──────── RECORDS SHOWN

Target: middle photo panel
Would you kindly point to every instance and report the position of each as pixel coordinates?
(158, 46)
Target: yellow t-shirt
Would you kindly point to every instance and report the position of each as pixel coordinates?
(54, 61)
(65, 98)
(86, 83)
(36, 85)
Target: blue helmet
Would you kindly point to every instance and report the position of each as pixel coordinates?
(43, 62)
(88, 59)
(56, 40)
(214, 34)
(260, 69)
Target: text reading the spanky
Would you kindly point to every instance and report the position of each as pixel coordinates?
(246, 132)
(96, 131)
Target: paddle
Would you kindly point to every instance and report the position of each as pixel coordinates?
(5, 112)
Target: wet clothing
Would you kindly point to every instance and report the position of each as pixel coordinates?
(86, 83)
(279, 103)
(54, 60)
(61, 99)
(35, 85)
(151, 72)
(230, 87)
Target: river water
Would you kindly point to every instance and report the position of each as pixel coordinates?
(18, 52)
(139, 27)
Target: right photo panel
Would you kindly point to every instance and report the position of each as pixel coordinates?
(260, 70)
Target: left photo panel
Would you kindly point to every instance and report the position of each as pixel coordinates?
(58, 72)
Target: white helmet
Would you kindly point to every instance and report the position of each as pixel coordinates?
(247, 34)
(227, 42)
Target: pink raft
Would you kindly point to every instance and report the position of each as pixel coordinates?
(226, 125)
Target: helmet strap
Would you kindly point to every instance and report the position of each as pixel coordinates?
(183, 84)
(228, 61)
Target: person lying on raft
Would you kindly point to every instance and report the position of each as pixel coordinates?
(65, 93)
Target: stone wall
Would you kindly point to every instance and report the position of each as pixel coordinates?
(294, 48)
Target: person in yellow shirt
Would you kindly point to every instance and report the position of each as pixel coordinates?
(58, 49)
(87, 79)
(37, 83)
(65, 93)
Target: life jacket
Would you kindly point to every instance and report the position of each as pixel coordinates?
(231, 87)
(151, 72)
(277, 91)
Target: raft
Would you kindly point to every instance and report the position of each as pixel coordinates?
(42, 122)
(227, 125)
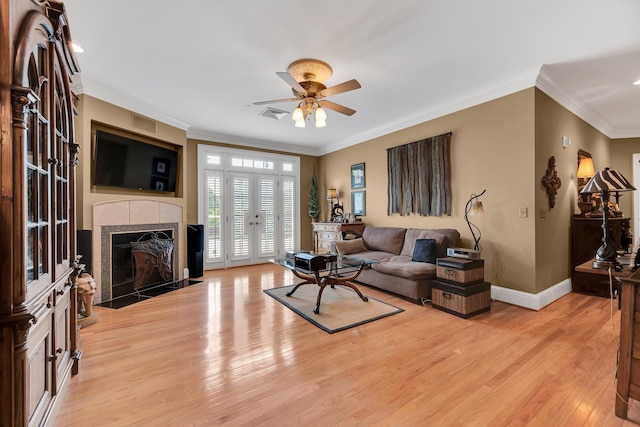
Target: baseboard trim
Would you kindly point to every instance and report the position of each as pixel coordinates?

────────────────

> _INSTRUCTION_
Copy out all the items above with "Target" changed to "Object" wherever it occurs and nothing else altered. Leave the pictures out.

> _RESPONSE FOR THIS EXERCISE_
Object: middle photo panel
Would you kindly point to every instance and report the position of each as pixel coordinates?
(158, 46)
Object: yellow t-shirt
Would you kindly point to every instance and report the position of each as pixel coordinates?
(54, 61)
(65, 98)
(86, 83)
(36, 85)
Object: blue helmet
Would you kindly point to every instance and report the position of each as pixel coordinates?
(43, 62)
(88, 59)
(56, 40)
(214, 34)
(260, 69)
Object: text reading the spanky
Would you kindly point to every instance and report the position of each as pixel coordinates?
(246, 132)
(96, 131)
Object: paddle
Would you kindly point to every instance and report the position of each as pixel coordinates?
(5, 112)
Object: wet clothing
Would you kindly point to every instance and report the position of each as pixel coordinates?
(86, 83)
(279, 103)
(54, 60)
(61, 99)
(35, 85)
(151, 72)
(230, 87)
Object: river water
Would you kindly point to every instance and report the position of each as pixel coordinates?
(18, 52)
(139, 27)
Object: right photo panel
Would you kindly point to every instance and report the position of each as pixel coordinates?
(260, 70)
Object: left photo panel
Would you kindly point to every instance and report the position of each as pixel coordinates?
(58, 72)
Object: white helmet
Would you kindly point to every instance and report the position of each as pixel coordinates?
(247, 34)
(227, 42)
Object: pink raft
Would you kindly point to every instance and report the position of each as pixel coordinates?
(226, 125)
Object: helmet strap
Would you kindly point to every instance and report the position of each as pixel coordinates?
(183, 84)
(228, 61)
Object: person lying on raft
Would you kindly point to every instance and report the position of each as pixel coordinates?
(65, 93)
Object: stone wall
Would you kindly point to every instance and report the position of each as pixel coordinates?
(294, 48)
Object: person in yellow shirt
Would you kindly point to every instance and report the position of each as pixel coordinates?
(58, 49)
(87, 79)
(37, 83)
(65, 93)
Object: life jacket
Would you kindly point to every instance and report the position of each as pixel coordinates?
(231, 87)
(151, 72)
(277, 91)
Object: raft
Would you kindly point to every instance and report the position of each as pixel coordinates?
(42, 122)
(227, 125)
Object: baseboard trim
Would you kindly point to every instance and report the position of each as pixel coordinates?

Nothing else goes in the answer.